[Bounding box annotation entries]
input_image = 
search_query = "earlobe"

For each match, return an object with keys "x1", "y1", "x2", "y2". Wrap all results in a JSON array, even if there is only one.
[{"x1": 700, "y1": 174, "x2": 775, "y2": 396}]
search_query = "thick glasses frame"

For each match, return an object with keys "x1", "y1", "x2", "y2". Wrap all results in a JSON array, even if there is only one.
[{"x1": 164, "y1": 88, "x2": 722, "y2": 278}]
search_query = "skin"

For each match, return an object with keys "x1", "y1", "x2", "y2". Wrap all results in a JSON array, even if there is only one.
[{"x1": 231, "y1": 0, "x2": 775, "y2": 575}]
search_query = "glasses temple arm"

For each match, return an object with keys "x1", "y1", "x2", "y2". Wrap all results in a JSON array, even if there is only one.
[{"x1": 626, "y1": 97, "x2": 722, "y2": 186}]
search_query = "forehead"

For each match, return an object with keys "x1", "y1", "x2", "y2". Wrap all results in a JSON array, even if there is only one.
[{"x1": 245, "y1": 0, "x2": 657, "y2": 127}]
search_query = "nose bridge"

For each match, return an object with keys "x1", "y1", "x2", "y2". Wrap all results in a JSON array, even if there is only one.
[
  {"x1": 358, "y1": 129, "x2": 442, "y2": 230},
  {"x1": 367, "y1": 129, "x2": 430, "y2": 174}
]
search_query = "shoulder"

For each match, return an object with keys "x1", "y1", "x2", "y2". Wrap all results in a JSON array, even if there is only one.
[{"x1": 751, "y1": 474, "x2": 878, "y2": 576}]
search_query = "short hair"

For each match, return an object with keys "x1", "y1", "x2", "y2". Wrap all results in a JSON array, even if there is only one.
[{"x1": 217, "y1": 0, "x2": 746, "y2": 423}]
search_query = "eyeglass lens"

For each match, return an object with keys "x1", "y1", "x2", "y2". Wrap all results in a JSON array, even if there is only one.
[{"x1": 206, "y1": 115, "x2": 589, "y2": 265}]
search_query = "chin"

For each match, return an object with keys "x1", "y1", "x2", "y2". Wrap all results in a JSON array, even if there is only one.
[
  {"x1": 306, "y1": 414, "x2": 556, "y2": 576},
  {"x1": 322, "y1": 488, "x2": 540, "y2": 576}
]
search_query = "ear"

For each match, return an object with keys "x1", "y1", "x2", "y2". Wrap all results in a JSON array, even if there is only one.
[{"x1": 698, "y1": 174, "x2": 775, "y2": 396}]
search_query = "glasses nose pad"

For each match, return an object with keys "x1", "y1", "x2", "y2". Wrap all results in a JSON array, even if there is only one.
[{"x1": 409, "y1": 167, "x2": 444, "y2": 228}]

- **PROBLEM STATEMENT**
Type out the whole listing above again, exactly as it stands.

- **EXERCISE ANSWER**
input_image = 
search_query = "earlobe"

For each match, return an object with keys "x1", "y1", "x2", "y2". Wrap all results in a JSON array, even if there is only one.
[{"x1": 700, "y1": 174, "x2": 775, "y2": 396}]
search_query = "thick glasses frame"

For each match, return an object with keys "x1", "y1", "x2", "y2". Wrap all results in a JSON array, even if there is only one.
[{"x1": 164, "y1": 88, "x2": 722, "y2": 278}]
search_query = "skin"

For each match, return an object with keys "x1", "y1", "x2", "y2". Wrap all results in a JSON array, even if there is only one.
[{"x1": 231, "y1": 0, "x2": 775, "y2": 575}]
search_query = "glasses temple arm"

For each match, return an object with keys "x1", "y1", "x2", "y2". Wrap all results in a JSON array, even if there is only one.
[{"x1": 626, "y1": 97, "x2": 722, "y2": 186}]
search_query = "forehead"

For each match, return an object with keys "x1", "y1", "x2", "y2". Wrap all results in a JSON array, even if there is only one.
[{"x1": 245, "y1": 0, "x2": 657, "y2": 127}]
search_query = "nose bridge"

For each match, return an object with keys "x1", "y1", "x2", "y2". Wrap all results in a JSON array, even if there is only one.
[
  {"x1": 358, "y1": 129, "x2": 442, "y2": 230},
  {"x1": 367, "y1": 129, "x2": 430, "y2": 174}
]
search_query = "shoulder"

For each match, return an object with keys "x1", "y1", "x2", "y2". Wrap all results in a JSON array, even if there is only one.
[{"x1": 751, "y1": 474, "x2": 878, "y2": 576}]
search_query = "short hair"

For each match, return an object with keys "x1", "y1", "x2", "y2". Wrap all results in a JSON array, even if there is only one.
[{"x1": 217, "y1": 0, "x2": 746, "y2": 423}]
search_query = "eyeglass lens"

For each match, return an object with keys "x1", "y1", "x2", "y2". Wrap all results in a JSON array, even if there is only one.
[{"x1": 206, "y1": 115, "x2": 589, "y2": 265}]
search_query = "chin"

For each match, return an object with keys "x1", "y1", "x2", "y2". Wrap all results in a JSON array, even if there is only one.
[
  {"x1": 306, "y1": 414, "x2": 556, "y2": 576},
  {"x1": 322, "y1": 488, "x2": 540, "y2": 576}
]
search_query = "ear"

For each match, return an object with keys "x1", "y1", "x2", "y2". Wrap all results in a JSON array, even if there is only one.
[{"x1": 698, "y1": 174, "x2": 775, "y2": 396}]
search_query = "glasses nose pad"

For each match, return an object with keys "x1", "y1", "x2", "y2". Wrap all results in a JSON array, even if there is only one.
[{"x1": 409, "y1": 167, "x2": 444, "y2": 228}]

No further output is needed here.